• _Your goal_
Only lines containing the word "statue" belong in the answer; copy each one from the records.

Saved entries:
┄┄┄┄┄┄┄┄┄┄

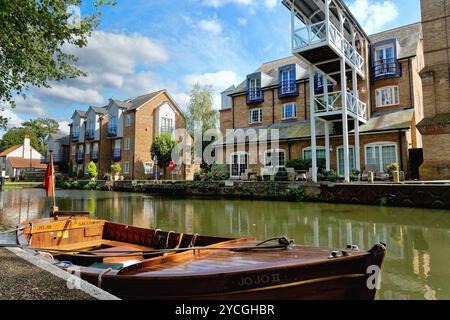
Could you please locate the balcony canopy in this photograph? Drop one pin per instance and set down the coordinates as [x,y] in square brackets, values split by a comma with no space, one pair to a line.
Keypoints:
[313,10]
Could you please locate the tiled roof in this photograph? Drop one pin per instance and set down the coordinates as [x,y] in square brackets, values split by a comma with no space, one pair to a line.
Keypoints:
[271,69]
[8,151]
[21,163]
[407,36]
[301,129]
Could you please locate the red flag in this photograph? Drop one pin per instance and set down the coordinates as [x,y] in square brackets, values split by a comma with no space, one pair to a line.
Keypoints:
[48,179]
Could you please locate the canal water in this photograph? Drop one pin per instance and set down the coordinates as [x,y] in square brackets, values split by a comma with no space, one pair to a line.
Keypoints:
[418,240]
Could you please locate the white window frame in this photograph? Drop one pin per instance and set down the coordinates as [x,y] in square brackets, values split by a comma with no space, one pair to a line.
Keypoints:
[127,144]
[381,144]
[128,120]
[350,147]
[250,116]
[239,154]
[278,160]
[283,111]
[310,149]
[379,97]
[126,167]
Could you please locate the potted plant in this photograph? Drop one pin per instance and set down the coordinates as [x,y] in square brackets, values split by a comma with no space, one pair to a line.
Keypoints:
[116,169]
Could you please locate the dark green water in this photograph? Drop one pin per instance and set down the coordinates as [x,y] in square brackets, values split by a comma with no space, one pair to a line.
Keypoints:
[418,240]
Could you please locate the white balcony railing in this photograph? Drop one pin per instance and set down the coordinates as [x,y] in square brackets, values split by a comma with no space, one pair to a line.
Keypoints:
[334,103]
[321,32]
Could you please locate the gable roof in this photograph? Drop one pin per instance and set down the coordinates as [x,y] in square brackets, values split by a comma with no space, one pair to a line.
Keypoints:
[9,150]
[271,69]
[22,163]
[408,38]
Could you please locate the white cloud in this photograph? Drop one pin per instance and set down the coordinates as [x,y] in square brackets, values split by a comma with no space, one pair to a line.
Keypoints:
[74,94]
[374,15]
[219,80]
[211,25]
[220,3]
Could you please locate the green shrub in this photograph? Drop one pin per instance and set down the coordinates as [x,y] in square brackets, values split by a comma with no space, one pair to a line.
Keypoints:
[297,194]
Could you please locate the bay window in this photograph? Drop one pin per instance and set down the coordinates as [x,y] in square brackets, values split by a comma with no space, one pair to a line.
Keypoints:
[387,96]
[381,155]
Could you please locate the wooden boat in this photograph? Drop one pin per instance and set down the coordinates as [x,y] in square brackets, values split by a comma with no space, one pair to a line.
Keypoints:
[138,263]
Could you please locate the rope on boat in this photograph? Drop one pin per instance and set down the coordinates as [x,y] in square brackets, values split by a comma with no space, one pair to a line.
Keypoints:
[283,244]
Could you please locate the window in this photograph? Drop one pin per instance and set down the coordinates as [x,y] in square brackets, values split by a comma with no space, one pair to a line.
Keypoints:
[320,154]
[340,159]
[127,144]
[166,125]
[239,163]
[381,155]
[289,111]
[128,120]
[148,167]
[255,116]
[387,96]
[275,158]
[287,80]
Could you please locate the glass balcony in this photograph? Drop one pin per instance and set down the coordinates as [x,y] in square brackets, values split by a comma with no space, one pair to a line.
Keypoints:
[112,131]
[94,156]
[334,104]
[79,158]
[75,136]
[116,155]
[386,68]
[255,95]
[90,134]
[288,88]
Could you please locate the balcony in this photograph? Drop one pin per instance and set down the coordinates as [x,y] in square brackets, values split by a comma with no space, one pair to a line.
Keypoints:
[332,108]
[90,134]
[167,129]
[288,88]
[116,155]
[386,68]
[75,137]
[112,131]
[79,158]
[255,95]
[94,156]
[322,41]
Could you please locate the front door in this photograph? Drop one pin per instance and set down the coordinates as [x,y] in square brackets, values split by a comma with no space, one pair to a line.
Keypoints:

┄┄┄┄┄┄┄┄┄┄

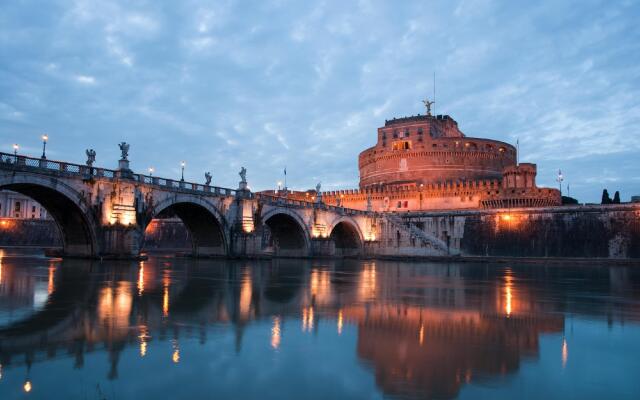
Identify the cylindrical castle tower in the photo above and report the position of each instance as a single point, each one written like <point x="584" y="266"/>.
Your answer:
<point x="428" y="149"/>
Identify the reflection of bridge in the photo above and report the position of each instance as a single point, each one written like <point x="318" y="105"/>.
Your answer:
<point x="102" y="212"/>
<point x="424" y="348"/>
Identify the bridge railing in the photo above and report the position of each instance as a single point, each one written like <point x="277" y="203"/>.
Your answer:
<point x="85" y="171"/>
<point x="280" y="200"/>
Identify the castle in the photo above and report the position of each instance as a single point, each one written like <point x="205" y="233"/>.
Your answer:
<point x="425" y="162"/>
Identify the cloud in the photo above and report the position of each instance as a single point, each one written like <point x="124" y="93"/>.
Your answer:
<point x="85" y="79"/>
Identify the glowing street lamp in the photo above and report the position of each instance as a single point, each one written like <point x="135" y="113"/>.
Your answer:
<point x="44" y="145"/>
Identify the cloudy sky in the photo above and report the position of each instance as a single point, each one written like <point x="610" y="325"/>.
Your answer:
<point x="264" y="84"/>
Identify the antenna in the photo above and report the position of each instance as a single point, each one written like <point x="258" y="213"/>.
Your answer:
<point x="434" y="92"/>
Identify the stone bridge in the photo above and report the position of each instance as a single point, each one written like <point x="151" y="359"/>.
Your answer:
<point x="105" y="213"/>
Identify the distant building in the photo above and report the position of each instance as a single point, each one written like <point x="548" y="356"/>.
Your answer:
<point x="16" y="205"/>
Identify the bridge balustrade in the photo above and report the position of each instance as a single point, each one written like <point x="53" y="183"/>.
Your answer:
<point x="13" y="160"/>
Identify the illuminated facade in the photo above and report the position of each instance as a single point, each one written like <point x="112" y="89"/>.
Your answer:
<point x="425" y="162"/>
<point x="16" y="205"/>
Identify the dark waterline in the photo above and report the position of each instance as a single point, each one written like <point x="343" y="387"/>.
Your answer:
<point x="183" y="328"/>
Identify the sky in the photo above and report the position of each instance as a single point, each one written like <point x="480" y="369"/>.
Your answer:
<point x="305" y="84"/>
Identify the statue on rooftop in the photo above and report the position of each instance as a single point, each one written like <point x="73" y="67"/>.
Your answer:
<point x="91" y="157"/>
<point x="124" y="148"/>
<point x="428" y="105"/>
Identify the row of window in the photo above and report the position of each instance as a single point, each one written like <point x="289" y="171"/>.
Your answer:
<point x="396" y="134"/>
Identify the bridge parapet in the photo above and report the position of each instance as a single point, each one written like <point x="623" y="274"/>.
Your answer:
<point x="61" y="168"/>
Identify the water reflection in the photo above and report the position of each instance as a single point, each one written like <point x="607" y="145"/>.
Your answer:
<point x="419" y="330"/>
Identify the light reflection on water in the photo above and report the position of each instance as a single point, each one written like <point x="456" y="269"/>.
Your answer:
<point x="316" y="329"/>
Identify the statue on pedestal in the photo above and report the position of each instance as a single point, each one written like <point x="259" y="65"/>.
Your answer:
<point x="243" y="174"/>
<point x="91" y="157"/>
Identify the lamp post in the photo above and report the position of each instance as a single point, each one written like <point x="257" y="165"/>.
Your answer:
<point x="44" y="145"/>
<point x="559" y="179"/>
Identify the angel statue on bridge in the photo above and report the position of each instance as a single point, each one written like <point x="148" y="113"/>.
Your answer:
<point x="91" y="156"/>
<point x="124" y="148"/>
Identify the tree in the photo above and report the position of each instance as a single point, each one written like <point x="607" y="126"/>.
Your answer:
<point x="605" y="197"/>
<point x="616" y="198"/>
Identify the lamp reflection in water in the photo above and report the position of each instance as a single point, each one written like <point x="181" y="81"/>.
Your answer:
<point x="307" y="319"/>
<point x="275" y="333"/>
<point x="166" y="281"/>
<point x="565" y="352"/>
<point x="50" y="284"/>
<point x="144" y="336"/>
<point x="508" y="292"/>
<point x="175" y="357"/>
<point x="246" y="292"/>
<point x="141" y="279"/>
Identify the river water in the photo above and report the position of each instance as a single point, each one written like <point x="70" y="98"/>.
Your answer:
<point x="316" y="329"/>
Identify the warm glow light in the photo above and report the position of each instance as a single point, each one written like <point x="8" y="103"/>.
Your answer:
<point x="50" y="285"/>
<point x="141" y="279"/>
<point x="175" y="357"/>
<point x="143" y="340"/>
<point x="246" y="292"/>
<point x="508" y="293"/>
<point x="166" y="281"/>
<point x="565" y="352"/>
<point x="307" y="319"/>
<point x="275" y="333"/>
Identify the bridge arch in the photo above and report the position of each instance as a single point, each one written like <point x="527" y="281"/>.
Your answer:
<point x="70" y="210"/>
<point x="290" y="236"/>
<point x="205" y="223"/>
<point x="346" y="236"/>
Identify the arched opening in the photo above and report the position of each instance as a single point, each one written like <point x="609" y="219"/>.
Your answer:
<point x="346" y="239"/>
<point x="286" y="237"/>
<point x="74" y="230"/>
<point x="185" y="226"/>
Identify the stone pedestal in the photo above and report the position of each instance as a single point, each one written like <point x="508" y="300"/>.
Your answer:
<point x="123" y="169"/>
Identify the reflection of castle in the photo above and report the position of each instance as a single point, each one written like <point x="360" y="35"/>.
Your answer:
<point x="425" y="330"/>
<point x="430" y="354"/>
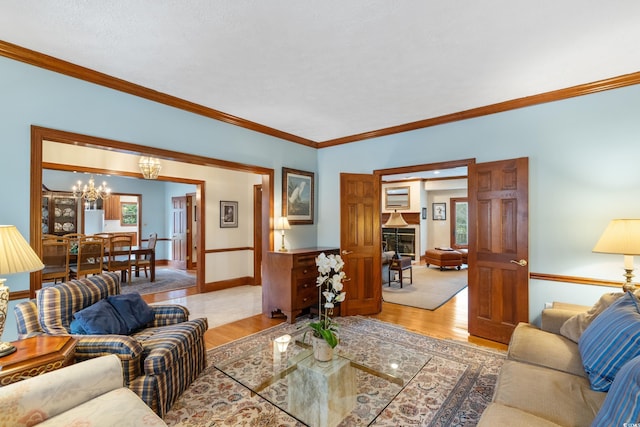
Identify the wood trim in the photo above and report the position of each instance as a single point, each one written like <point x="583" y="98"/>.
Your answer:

┄┄┄┄┄┄┄┄┄┄

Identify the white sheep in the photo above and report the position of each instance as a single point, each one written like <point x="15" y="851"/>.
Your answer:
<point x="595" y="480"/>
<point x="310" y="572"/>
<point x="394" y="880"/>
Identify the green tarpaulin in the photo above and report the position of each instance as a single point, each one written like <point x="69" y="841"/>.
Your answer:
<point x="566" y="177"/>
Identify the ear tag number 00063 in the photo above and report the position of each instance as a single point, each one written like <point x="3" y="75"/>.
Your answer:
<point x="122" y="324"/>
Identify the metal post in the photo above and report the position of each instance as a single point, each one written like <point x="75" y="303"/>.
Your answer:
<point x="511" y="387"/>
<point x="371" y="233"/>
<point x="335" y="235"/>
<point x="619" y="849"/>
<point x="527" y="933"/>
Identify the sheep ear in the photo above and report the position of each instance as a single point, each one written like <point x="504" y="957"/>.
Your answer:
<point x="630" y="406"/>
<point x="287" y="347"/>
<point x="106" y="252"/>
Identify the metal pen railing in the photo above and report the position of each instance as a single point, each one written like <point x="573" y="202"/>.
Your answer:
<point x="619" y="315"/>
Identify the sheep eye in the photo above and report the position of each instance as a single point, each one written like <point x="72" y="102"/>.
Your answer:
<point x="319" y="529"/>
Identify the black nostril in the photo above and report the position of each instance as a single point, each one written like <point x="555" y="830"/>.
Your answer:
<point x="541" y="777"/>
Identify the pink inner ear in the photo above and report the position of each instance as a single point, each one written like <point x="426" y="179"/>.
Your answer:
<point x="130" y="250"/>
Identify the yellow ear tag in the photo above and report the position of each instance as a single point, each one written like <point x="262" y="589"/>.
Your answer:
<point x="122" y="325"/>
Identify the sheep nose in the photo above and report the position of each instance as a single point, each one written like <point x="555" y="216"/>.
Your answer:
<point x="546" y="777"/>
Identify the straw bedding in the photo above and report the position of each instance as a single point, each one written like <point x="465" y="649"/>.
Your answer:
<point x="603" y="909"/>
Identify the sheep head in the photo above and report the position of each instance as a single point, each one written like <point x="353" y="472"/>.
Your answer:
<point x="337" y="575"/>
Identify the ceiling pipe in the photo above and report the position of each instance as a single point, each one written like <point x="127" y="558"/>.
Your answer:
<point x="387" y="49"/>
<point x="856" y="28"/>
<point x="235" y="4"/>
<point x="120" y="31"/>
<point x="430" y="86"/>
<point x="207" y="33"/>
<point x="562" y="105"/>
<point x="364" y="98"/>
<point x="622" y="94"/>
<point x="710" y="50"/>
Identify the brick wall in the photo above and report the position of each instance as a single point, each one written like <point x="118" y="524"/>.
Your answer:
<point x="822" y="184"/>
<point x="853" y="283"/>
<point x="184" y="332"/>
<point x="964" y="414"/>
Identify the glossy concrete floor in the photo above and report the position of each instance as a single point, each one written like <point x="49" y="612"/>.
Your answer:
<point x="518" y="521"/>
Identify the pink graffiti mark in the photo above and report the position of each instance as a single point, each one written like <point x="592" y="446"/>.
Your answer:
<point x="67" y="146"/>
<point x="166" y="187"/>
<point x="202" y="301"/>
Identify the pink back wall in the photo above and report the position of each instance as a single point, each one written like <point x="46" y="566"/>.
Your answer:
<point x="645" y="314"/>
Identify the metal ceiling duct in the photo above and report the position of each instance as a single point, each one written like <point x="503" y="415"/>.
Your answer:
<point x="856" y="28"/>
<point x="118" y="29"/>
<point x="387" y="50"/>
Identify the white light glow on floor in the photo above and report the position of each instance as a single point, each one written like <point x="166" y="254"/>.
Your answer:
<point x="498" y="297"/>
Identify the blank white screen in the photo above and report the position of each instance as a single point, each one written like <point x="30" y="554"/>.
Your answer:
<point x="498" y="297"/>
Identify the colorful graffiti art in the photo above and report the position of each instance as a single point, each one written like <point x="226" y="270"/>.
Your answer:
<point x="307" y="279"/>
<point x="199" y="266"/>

┄┄┄┄┄┄┄┄┄┄

• _Response to this exercise_
Identify the statue on rooftop in the photo above and report the position of each instance as a single point, each one written like <point x="73" y="67"/>.
Identify the statue on pedestal in the photo above and report the position of each instance as a single point, each one written like <point x="259" y="65"/>.
Identify the angel statue on bridge in the photo above and report the position of each instance as a single point, each one written like <point x="148" y="113"/>.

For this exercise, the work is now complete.